start Material supplied
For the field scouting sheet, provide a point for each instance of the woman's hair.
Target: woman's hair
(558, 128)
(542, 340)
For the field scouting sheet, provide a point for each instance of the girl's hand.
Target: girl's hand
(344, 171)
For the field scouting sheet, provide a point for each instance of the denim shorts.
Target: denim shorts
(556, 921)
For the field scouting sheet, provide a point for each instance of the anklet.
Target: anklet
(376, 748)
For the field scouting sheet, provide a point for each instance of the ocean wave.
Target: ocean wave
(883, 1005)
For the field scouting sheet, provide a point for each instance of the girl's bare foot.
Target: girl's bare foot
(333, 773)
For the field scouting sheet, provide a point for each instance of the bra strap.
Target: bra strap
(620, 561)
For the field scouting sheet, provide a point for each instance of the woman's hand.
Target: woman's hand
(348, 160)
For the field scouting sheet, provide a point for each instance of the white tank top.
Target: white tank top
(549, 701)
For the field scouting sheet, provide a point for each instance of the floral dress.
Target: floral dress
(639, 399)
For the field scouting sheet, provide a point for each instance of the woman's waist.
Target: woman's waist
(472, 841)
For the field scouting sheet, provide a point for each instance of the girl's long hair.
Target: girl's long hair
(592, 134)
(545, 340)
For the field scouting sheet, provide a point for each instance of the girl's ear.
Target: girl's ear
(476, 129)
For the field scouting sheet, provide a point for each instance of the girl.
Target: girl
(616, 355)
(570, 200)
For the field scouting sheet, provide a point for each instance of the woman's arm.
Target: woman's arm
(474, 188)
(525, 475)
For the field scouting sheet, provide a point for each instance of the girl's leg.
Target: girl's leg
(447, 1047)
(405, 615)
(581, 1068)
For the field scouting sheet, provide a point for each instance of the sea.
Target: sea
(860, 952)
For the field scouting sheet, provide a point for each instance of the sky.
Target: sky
end Material supplied
Reproduce the entire listing above word for word, keeping every line in its original order.

Full solution.
For the field scouting sheet, provide a point for each instance of the woman's hair.
Target: woman's hair
(558, 128)
(542, 340)
For the field scouting sheet, provide a point for each instance of the girl's hand.
Target: girl's hand
(344, 171)
For the field scouting sheet, provide a point for each instance of the denim shorts.
Target: denim shorts
(556, 921)
For the field scouting sheet, provide a point for each instance of the anklet.
Target: anklet
(376, 748)
For the field scouting sheet, provide a point for each instance of the ocean wave.
Target: ocean wave
(883, 1005)
For the field scouting sheet, provide a point for each instance of the girl's bare foot.
Target: girl's bare foot
(333, 773)
For the field scouting sheet, provide a point for each instance of the bra strap.
Target: bra strap
(620, 561)
For the field scouting sheet, provide a point for each instance of the woman's hand.
Target: woman's hand
(348, 160)
For the field scouting sheet, provide a point for each instance of the white tank top.
Target: white tank top
(549, 701)
For the field scouting sheet, provide a point for each instance of the floral dress.
Target: floral dress
(639, 399)
For the field scouting sheet, provide a point for each instance of the woman's waist.
Target: woman's waist
(472, 841)
For the field scouting sheet, provide a point for each instance of the girl's long hair.
Target: girl's long hair
(592, 134)
(545, 340)
For the field scouting sheet, provide a point for each instance of the girl's ear.
Target: girl's ear
(476, 129)
For the field scouting sheet, provide a point for each instance of the girl.
Target: girl
(616, 355)
(570, 200)
For the field scouting sheet, provide a point for each instance of the woman's arm.
Target: woman's arm
(474, 188)
(525, 475)
For the field scouting sheet, provide a point for each instance of the girl's leg.
Target: girl's leg
(447, 1047)
(405, 615)
(581, 1068)
For the field scouting sheet, provide a point for each instance of the sea.
Target: sea
(860, 952)
For the field scouting sheet, provide a point for each instance of the sky.
Target: sky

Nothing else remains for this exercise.